begin Exercise materials
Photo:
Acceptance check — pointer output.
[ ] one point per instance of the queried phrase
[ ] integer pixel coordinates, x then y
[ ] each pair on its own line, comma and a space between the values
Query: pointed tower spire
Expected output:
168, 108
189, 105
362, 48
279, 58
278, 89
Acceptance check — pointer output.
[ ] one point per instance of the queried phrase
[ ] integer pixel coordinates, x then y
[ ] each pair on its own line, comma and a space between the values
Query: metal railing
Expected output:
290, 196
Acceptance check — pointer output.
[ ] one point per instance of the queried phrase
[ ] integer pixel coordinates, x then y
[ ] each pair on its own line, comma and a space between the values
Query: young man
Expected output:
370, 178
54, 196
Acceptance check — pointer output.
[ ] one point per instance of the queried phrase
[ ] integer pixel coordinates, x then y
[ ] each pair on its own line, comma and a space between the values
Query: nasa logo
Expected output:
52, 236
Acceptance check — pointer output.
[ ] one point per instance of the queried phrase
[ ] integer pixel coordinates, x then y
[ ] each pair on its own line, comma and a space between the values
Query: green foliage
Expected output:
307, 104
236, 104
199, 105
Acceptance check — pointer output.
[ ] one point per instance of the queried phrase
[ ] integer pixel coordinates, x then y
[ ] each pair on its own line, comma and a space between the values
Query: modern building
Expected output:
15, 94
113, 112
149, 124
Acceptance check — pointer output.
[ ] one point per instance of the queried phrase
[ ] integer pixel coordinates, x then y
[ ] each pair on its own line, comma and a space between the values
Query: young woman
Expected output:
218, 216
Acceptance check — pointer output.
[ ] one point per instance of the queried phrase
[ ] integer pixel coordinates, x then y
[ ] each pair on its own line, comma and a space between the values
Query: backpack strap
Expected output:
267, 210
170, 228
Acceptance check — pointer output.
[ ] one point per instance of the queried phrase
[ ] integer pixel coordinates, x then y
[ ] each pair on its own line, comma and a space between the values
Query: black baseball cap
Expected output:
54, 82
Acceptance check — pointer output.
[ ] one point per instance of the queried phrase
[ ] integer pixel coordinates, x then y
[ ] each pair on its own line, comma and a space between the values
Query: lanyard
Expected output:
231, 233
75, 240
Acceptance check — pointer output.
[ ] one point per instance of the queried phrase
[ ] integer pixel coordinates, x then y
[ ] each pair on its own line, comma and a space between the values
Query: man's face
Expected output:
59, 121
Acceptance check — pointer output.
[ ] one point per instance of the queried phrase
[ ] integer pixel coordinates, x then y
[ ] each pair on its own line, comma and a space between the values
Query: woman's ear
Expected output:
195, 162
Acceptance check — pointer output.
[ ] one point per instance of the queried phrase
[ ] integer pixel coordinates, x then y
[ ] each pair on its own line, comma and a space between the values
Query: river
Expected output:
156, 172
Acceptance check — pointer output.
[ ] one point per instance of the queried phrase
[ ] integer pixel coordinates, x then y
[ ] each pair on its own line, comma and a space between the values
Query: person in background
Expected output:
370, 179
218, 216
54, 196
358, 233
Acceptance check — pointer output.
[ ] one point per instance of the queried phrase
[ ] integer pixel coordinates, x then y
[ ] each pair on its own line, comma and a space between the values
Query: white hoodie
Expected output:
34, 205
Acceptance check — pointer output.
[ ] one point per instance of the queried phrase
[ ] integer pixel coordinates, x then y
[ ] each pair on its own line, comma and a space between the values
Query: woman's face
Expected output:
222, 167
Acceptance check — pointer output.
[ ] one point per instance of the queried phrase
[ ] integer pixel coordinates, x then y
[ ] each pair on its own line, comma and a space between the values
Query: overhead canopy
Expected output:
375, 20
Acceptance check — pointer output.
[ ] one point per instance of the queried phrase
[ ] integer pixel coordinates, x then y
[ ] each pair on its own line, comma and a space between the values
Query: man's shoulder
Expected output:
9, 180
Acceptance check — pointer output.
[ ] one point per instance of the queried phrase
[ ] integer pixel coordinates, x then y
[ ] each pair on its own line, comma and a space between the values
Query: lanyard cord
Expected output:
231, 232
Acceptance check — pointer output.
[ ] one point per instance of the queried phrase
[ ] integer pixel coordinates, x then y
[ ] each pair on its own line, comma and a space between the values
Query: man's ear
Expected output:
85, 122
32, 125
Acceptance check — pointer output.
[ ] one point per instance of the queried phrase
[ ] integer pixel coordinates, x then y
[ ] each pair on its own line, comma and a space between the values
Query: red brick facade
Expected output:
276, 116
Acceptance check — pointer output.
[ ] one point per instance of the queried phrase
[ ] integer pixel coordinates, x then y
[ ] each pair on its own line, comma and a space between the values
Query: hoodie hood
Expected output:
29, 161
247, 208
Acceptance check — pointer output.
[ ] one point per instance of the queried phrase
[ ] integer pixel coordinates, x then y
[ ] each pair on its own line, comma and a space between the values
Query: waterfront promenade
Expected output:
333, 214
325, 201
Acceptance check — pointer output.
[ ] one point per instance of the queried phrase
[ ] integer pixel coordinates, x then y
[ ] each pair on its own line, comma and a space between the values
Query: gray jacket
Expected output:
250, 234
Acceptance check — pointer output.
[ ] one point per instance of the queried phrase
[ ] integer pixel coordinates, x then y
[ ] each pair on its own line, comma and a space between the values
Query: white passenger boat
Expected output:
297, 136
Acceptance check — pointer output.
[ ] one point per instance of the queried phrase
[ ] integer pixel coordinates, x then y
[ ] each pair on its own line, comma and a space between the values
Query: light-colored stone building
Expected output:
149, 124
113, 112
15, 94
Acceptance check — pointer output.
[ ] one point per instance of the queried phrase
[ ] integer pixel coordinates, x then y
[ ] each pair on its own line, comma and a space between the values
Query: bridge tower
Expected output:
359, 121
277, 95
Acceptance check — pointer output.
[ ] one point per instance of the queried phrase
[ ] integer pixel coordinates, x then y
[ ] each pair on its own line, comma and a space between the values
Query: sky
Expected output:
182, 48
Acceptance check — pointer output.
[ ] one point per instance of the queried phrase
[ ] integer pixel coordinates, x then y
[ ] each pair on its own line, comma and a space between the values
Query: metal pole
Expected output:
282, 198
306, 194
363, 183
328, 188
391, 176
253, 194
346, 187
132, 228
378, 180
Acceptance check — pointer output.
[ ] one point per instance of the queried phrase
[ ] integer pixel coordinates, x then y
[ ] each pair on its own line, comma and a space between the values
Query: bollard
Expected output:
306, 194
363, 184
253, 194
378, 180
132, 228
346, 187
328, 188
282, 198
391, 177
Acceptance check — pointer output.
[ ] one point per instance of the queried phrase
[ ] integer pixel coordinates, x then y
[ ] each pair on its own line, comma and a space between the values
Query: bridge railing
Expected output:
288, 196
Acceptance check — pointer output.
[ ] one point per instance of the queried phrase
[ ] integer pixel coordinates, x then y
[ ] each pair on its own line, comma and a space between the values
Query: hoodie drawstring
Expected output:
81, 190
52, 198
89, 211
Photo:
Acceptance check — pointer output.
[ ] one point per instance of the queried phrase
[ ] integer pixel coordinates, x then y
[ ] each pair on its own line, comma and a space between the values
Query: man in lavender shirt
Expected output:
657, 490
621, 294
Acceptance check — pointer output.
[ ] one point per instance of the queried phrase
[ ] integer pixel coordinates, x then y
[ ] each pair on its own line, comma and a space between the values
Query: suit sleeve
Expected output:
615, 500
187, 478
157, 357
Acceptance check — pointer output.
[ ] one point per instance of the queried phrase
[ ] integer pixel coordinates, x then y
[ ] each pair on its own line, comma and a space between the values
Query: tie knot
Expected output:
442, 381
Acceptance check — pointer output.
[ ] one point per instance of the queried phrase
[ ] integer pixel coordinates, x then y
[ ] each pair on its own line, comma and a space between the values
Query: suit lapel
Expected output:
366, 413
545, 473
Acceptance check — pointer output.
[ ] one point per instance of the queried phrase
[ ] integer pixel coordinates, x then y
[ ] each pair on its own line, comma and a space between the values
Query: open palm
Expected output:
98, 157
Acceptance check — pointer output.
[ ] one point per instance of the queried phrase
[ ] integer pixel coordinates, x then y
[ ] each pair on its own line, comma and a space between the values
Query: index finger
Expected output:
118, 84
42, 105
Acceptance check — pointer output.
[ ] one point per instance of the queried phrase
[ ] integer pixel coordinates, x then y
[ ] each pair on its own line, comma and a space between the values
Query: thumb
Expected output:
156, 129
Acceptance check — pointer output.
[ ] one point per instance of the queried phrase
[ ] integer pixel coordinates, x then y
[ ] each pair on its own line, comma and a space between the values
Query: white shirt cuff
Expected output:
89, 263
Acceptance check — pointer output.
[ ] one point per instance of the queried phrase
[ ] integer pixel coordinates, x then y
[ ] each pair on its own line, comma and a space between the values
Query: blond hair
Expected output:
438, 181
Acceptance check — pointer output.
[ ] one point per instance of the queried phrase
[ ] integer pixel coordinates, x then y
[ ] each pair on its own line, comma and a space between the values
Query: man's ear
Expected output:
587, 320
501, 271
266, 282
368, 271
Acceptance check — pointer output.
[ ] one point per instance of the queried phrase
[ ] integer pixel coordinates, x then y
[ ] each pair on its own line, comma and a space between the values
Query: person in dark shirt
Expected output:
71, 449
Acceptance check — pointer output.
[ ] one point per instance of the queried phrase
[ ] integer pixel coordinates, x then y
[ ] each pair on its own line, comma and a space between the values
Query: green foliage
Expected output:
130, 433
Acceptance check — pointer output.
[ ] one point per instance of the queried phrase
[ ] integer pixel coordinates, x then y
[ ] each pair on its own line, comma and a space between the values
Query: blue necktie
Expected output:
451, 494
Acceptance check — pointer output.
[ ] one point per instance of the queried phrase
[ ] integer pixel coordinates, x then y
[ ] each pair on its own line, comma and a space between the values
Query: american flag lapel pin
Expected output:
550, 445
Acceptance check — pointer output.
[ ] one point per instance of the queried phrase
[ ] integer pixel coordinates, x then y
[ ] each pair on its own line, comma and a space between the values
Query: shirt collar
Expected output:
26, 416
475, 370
end Exercise materials
Set exercise
Gather each line of the data above that contains the word "person".

Reply
Query: person in background
Query: person in dark shirt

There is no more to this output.